** begin RECORD LIST **
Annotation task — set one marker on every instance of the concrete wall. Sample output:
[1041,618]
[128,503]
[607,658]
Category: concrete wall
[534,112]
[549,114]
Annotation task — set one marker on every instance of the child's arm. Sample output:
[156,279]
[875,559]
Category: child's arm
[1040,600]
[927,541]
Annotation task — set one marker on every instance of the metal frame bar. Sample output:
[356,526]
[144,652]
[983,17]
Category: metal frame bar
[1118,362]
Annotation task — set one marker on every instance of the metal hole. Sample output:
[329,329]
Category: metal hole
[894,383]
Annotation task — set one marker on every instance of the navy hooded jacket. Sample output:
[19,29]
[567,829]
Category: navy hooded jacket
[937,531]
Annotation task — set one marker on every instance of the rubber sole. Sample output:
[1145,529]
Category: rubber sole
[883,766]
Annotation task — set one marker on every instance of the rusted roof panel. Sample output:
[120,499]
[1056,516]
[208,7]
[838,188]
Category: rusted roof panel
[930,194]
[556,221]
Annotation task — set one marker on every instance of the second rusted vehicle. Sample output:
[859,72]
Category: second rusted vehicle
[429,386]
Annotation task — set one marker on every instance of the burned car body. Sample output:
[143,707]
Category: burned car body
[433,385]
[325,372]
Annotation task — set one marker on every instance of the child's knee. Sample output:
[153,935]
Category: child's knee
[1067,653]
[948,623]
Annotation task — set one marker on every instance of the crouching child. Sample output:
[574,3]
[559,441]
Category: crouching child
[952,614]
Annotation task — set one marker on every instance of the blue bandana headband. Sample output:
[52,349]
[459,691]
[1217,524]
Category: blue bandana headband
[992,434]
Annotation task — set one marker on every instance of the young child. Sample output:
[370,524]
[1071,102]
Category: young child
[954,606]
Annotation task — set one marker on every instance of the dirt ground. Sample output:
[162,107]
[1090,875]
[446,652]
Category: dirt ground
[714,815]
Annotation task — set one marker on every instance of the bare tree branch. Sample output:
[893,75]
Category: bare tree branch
** end RECORD LIST **
* **DO THIS**
Reproduce every one of the rows above word for word, keeping their order and line breaks.

* **FINAL ANSWER**
Annotation task — set one marker on every instance of the concrete wall. Sample output:
[1041,618]
[128,503]
[607,658]
Category: concrete wall
[534,112]
[549,114]
Annotation task — set one marker on every instance of the child's arm. Sample output:
[156,279]
[875,559]
Category: child's arm
[1040,600]
[927,541]
Annotation task — set one marker on every instance of the metal frame bar. Sample output:
[356,526]
[144,652]
[983,17]
Category: metal frame bar
[1118,362]
Annotation task — set one marker on every instance of the metal hole. Sample output:
[329,329]
Category: metal hole
[894,383]
Annotation task — set one marker on every instance of the navy hooded jacket. Sample output:
[19,29]
[567,829]
Category: navy hooded jacket
[937,531]
Annotation task — set one marker on every instance of the rubber sole. Sample output:
[1145,529]
Category: rubber sole
[883,766]
Annotation task — set one marker on every instance of the rusted roof panel. Sample output:
[120,499]
[1056,516]
[208,7]
[838,188]
Category: rusted roof panel
[930,194]
[556,221]
Annotation task — set one marker on every instance of the second rusted vehicle. Sample output:
[859,72]
Category: second rusted vehicle
[429,386]
Annotation task — set one marker on every instance of the burned car body. Sample output:
[143,707]
Category: burned car body
[433,385]
[325,372]
Annotation task — set one marker on every instance of the child's knee. Sample output:
[153,935]
Category: child's knee
[1067,653]
[948,623]
Annotation task — set one marker on every instance of the crouching child. Sample output:
[574,3]
[559,441]
Category: crouching child
[952,614]
Annotation task — set one marker on every instance of the blue bandana headband. Sample output:
[52,349]
[459,691]
[1217,524]
Category: blue bandana headband
[992,434]
Annotation task — set one marker on every instance of the young child. Sample output:
[370,524]
[1071,102]
Category: young child
[954,606]
Annotation task — set one marker on every instance of the dirt ground. Sample output:
[162,107]
[1090,875]
[446,652]
Category: dirt ground
[714,815]
Annotation task — set one marker on every instance of the bare tree branch. Sample output:
[893,75]
Category: bare tree branch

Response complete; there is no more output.